TAREA INDICADA
Renombra «tile backsplash» como «kitchen backsplash» en todo el material siguiente y reproduce las demás líneas sin ningún cambio.

=-=-=

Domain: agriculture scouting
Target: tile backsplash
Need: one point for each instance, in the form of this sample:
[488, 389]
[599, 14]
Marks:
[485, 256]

=-=-=

RESPUESTA A LA TAREA
Domain: agriculture scouting
Target: kitchen backsplash
Need: one point for each instance, in the form of this sample:
[488, 389]
[599, 14]
Marks:
[485, 256]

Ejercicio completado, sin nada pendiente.